Work to complete: Rewrite the listing below, switching each "intersection tally" to "junction count" and leaving everything else the same.

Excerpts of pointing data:
* * * *

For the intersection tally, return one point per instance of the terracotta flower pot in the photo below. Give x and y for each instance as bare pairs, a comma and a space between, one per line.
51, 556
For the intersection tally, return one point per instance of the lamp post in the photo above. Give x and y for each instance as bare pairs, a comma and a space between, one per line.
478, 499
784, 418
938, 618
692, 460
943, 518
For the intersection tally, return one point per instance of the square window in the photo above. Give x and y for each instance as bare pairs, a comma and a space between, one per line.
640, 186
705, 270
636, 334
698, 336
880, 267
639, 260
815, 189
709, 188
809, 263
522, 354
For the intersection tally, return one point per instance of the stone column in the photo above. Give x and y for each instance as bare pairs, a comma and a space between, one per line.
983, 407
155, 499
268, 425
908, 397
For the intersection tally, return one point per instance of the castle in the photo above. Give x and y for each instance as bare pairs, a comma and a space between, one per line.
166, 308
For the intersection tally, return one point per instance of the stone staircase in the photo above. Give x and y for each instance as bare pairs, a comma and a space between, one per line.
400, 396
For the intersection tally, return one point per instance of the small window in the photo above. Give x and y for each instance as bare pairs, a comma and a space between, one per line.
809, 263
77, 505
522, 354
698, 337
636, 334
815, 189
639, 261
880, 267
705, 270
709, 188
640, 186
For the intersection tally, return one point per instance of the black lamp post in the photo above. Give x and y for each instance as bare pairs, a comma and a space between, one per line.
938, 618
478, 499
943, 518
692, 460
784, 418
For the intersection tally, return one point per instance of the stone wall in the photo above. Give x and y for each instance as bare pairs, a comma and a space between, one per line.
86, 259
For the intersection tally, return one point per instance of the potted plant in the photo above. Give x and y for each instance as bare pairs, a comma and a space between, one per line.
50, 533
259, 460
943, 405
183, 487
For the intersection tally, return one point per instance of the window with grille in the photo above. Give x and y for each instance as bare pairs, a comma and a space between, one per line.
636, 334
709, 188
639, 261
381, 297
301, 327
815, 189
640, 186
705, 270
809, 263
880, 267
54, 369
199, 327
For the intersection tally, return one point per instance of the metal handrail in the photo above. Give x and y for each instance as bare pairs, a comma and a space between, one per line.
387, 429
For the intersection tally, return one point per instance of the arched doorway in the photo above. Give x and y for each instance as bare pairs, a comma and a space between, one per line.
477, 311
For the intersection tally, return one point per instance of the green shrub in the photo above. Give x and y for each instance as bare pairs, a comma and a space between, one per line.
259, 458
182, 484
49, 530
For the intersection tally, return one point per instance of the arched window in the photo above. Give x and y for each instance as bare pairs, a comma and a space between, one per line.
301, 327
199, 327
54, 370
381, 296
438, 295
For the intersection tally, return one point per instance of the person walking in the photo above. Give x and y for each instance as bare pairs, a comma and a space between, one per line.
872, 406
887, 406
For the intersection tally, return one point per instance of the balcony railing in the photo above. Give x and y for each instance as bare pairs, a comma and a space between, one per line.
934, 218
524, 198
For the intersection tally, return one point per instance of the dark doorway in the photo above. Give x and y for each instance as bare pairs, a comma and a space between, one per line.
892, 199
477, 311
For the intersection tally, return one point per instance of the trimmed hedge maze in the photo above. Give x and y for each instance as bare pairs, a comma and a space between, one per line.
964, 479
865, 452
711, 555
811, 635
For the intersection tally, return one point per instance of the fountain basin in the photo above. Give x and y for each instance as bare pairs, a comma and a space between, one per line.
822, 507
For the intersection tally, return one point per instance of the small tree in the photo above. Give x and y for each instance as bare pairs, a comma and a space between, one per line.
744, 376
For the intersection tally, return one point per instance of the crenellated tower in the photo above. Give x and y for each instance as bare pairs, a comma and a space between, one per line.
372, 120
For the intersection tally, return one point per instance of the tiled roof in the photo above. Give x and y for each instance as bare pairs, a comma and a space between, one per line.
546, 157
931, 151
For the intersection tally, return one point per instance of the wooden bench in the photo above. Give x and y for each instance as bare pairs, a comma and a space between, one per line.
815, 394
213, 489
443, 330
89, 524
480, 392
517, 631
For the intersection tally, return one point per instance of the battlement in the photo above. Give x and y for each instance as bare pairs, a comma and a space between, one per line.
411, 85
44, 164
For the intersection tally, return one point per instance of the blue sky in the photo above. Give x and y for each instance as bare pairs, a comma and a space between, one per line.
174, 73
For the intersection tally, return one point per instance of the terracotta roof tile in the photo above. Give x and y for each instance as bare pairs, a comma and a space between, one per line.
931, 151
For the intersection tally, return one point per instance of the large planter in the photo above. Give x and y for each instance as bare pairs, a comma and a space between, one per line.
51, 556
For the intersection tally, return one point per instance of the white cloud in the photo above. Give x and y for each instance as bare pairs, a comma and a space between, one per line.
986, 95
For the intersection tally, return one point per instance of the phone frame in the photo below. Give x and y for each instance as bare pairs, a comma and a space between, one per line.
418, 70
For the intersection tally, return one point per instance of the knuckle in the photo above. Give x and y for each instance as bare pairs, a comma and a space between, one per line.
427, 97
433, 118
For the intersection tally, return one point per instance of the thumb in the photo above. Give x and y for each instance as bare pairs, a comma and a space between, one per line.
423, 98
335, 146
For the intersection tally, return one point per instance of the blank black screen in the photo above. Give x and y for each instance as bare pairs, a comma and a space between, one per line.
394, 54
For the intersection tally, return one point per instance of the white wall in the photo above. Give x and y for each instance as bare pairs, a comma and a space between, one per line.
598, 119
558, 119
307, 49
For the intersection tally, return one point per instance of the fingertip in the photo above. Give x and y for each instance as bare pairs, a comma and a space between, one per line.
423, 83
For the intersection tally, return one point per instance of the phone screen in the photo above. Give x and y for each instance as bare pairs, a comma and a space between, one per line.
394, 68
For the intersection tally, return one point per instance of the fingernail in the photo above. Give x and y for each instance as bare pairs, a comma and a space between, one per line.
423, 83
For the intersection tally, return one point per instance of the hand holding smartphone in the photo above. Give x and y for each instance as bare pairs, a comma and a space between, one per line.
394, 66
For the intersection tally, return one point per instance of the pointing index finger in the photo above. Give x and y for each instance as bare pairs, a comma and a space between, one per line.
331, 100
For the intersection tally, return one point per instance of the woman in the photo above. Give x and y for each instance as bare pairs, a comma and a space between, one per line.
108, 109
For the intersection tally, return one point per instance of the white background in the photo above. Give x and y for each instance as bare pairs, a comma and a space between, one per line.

* * * *

Completed exercise:
For the junction count, return one point per instance of the terracotta flower pot in the photo below. Give x and y for each instance as bare pairs, a comma and a space between, one per line.
51, 556
For the junction count, return one point per instance of the lamp post in the photo above. Give x and y for each instance as bare pairs, a comma and a space between, one per line.
478, 499
784, 418
938, 618
692, 460
943, 518
For the junction count, return one point per instance of the square window in the photo above. Give x and y for each instance as bare pairs, a comma and a space between, one per line.
640, 186
705, 270
636, 334
698, 336
880, 267
639, 260
815, 189
709, 188
809, 263
522, 354
For the junction count, return one point per instance of the stone column in the photo above. Give x and y for each instance as bare pairs, a comma and a space between, one per line.
983, 407
155, 499
268, 425
908, 397
For the junction count, return one point per instance of the castle in the photo above. Give x and y for each instance as bare pairs, a comma and a space between, one per line.
166, 308
For the junction count, return one point per instance of the stone staircase in the photo above. Give x and y for each instance as bare pairs, a comma and a space between, one per line.
400, 396
For the junction count, return one point per instance of the small window in the photo above. Give x and y for each instance as bare pairs, a comma and a space between, one per line.
809, 263
77, 505
522, 354
698, 337
636, 334
815, 189
639, 261
880, 267
705, 270
709, 188
640, 186
For the junction count, return one point per instance of the black lamp post in the photo above. Give x and y for each instance as bare pairs, a comma and a space between, one per line.
938, 618
478, 499
943, 518
692, 460
784, 418
For the junction count, return one point per instance of the stone wall in the photo above. Give x and y for each instance as bare pairs, a comma and a space between, one per line.
86, 259
For the junction count, return one point per instance of the potted plant in the photo above. Give x and y for each instance as bare pairs, a comma and a space between, one per line.
50, 533
259, 460
943, 405
183, 487
For the junction count, return one point per instance of the window with grille in the photo above. Give x and y for each instance as bare pairs, a comma and a space between, one per line.
636, 334
709, 188
639, 261
381, 297
301, 327
815, 189
640, 186
705, 270
809, 263
880, 267
54, 369
199, 327
For the junction count, return one point per instance of the metal handrail in the photo above. Give x and y for each instance as bare pairs, a comma and a space between, one per line.
387, 429
For the junction count, return one point per instance of the arched doorway in the photo above. Give x and y for each instance as bare pairs, a comma and a space between, one per line.
477, 311
For the junction count, return one point per instance of the green shrub in the photo above. Give x and y for each instance as bare pairs, a comma and a space between, one per line.
259, 458
182, 484
49, 530
For the junction count, return one point per instance of the arched window in the photo above. Give x and y for each instance as bare pairs, a comma and a space between, one per line.
301, 327
199, 327
54, 370
381, 296
438, 295
For the junction count, return one point per instance of the person walking in the photo above. Give x and y for each instance as bare pairs, a comma and a space between, one per line.
872, 406
887, 406
For the junction count, return one point per instance of the balcony railing in the photo above. Give x and y for each instance as bare pairs, a comma and a space between, one per line.
934, 218
524, 198
For the junction count, return one point per instance of the dark doorway in the photo above. Give x and y for each instance as bare pairs, a comma and a space between, one per line.
892, 199
477, 311
For the junction count, return one point per instance of the trimmed hedge maze in the photo above. Give x and y for each instance as bare pairs, a comma and a space between, one per line.
964, 479
865, 452
711, 555
811, 635
For the junction count, return one point per instance of the fountain basin in the photo above. Give x and y for each instance as bare pairs, a comma and a space between, one per line.
822, 507
For the junction count, return one point per instance of the small tree in the photo above. Give x and y for each instance as bare pairs, a comma and a space between, one per line.
744, 376
For the junction count, return one point per instance of the crenellated tower in the photo above. Give x and y for each instance as bare pairs, a comma and a space between, one per line.
372, 120
For the junction count, return one point per instance of the tiled roof in the photo above. Give x and y for each instance as bare pairs, a comma and a space between, one per line.
546, 157
931, 151
For the junction count, return one point per instance of the wooden bench in the photo above. Give x and y for each instance as bare pairs, a comma and a space between, one per line.
815, 394
213, 489
443, 330
89, 524
480, 392
517, 631
For the junction count, return one point per instance of the battlement in the photo above. Give x and y for each instance as bare pairs, a comma and a space between, one per line.
411, 85
44, 164
For the junction count, return one point per instance of the blue sky in the photo above. Give x and y for each instance as bare pairs, a comma and a space between, one per line.
174, 73
For the junction count, return one point per instance of the terracotta roof tile in the photo above. Give x and y for each instance as bare pairs, a comma and a space between, one per line.
931, 151
For the junction count, return one point per instance of the large planter in the photo above. Give x and y for each instance as bare pairs, a comma and a space between, one per line.
51, 556
For the junction count, return one point per instance of the white cloud in the photo above. Give x and y for each instance as bare pairs, a comma and a space between, one per line.
986, 95
For the junction count, return one point per instance of the phone frame in the photo below. Give x and y for each instance as bare pairs, a comma and a space between, one per line.
418, 70
For the junction count, return one point per instance of the knuckle in the photo above. Give x and y for each instance as bare pairs, a comma and a space between, one per line.
427, 97
433, 118
For the junction count, return one point per instance of the thumb in the photo above. Give x and y for each instance as bare pairs, a comma and a space between, one per line.
423, 98
335, 146
For the junction count, return one point per instance of the blank black screen in the photo above. Give x and y for each instance as bare pairs, a comma and a space between, one per line.
394, 54
For the junction count, return one point per instance of the white wall in the photo above. Give x and y for each instance as bare pairs, a comma and a space between, one per line.
598, 119
558, 119
307, 49
For the junction count, return one point per instance of the fingertip in the photo above. Give x and y for each instance as bare pairs, a comma and a space between, one per line.
423, 83
For the junction count, return one point per instance of the phone screen in the photo above. Give x and y for each instance as bare pairs, a comma and a space between, one per line.
394, 68
For the junction count, return one point per instance of the fingernail in the photo above. Give x and y for each instance as bare pairs, a comma and a space between, one per line.
423, 83
For the junction count, return one point per instance of the hand holding smartphone in the photo above. Give x and y for each instance as bare pairs, a comma and a space between, one per line.
394, 66
For the junction count, return one point per instance of the pointing index finger in the photo above. Give x and y for each instance as bare pairs, a comma and a space between, one per line.
331, 100
For the junction count, return one point per instance of the woman in the photo above. Give x and y for each instance as bare pairs, a comma and a space between, one per line.
108, 109
For the junction count, return one point per instance of the white background in the photo above. Give x and y for each instance as bare pairs, a comma and a space between, one per line.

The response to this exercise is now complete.